### WORK REQUIRED
Please reproduce exactly the line that contains "of the forearm" and every line after it through the end of the records below, adding nothing else.

Dataset entries:
%%

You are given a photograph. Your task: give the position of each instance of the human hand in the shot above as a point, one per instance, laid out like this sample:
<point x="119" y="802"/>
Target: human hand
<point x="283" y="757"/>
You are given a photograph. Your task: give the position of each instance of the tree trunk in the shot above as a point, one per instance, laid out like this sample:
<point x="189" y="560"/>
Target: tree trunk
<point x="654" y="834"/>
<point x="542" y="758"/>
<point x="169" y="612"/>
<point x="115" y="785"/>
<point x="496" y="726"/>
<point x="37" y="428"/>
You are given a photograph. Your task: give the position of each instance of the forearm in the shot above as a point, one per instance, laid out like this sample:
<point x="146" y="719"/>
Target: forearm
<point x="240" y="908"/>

%%

### WORKED SOLUTION
You are given a photograph. Your task: give the position of each instance of the forearm in the shot above as a point, one per instance, laid out like this sample:
<point x="146" y="719"/>
Target: forearm
<point x="240" y="908"/>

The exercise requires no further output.